• [Data lines]
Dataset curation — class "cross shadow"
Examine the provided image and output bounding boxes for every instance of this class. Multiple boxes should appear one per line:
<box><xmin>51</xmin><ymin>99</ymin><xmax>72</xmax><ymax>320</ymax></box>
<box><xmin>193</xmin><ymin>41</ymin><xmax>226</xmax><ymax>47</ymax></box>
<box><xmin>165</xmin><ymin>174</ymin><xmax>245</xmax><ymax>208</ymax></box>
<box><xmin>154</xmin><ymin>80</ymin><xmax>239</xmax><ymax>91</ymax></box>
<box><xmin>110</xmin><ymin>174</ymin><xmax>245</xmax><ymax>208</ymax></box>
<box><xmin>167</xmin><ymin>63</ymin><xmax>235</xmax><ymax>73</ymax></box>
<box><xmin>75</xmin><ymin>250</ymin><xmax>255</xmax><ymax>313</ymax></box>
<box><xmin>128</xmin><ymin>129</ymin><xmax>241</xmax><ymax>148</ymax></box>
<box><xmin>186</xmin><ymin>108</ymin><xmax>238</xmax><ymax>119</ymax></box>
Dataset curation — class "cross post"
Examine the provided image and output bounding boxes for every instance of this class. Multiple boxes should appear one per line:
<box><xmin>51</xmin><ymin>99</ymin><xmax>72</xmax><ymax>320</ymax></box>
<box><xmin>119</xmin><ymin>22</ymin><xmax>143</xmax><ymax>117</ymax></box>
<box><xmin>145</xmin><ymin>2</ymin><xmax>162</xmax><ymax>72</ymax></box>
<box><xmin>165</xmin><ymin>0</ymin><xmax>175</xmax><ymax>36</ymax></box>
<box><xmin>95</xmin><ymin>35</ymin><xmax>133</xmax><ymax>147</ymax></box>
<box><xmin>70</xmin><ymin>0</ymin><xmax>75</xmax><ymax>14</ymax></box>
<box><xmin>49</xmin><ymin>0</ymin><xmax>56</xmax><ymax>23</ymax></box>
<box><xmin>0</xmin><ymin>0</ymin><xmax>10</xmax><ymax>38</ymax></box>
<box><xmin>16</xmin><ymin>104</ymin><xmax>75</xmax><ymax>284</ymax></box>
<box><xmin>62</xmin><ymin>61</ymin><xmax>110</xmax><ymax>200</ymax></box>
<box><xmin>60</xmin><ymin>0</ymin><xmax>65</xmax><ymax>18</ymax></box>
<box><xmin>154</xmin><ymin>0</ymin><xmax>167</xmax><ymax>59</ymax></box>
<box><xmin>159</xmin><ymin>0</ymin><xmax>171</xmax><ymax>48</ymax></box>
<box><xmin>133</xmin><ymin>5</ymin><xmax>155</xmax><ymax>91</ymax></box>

• [Exercise prompt] Reproduce every line above word for word, with nothing added or changed.

• [Solution for this task]
Dataset curation — class "cross shadow"
Examine the provided image and output bounding boxes for every instance of this class. Multiple boxes should appear one per line:
<box><xmin>51</xmin><ymin>99</ymin><xmax>72</xmax><ymax>320</ymax></box>
<box><xmin>193</xmin><ymin>41</ymin><xmax>226</xmax><ymax>47</ymax></box>
<box><xmin>165</xmin><ymin>174</ymin><xmax>245</xmax><ymax>208</ymax></box>
<box><xmin>154</xmin><ymin>80</ymin><xmax>239</xmax><ymax>91</ymax></box>
<box><xmin>110</xmin><ymin>174</ymin><xmax>245</xmax><ymax>208</ymax></box>
<box><xmin>167</xmin><ymin>63</ymin><xmax>235</xmax><ymax>73</ymax></box>
<box><xmin>75</xmin><ymin>250</ymin><xmax>255</xmax><ymax>313</ymax></box>
<box><xmin>128</xmin><ymin>129</ymin><xmax>241</xmax><ymax>148</ymax></box>
<box><xmin>186</xmin><ymin>108</ymin><xmax>238</xmax><ymax>119</ymax></box>
Dataset curation — class "cross post"
Examine the provided image and output bounding boxes for every instance of this class. Multiple boxes should appear one per line:
<box><xmin>51</xmin><ymin>99</ymin><xmax>72</xmax><ymax>320</ymax></box>
<box><xmin>119</xmin><ymin>22</ymin><xmax>143</xmax><ymax>117</ymax></box>
<box><xmin>145</xmin><ymin>2</ymin><xmax>162</xmax><ymax>72</ymax></box>
<box><xmin>165</xmin><ymin>0</ymin><xmax>175</xmax><ymax>36</ymax></box>
<box><xmin>95</xmin><ymin>35</ymin><xmax>133</xmax><ymax>147</ymax></box>
<box><xmin>70</xmin><ymin>0</ymin><xmax>75</xmax><ymax>14</ymax></box>
<box><xmin>49</xmin><ymin>0</ymin><xmax>56</xmax><ymax>23</ymax></box>
<box><xmin>0</xmin><ymin>0</ymin><xmax>10</xmax><ymax>38</ymax></box>
<box><xmin>16</xmin><ymin>104</ymin><xmax>75</xmax><ymax>284</ymax></box>
<box><xmin>62</xmin><ymin>61</ymin><xmax>110</xmax><ymax>200</ymax></box>
<box><xmin>60</xmin><ymin>0</ymin><xmax>65</xmax><ymax>18</ymax></box>
<box><xmin>154</xmin><ymin>0</ymin><xmax>167</xmax><ymax>59</ymax></box>
<box><xmin>159</xmin><ymin>0</ymin><xmax>171</xmax><ymax>48</ymax></box>
<box><xmin>133</xmin><ymin>5</ymin><xmax>155</xmax><ymax>91</ymax></box>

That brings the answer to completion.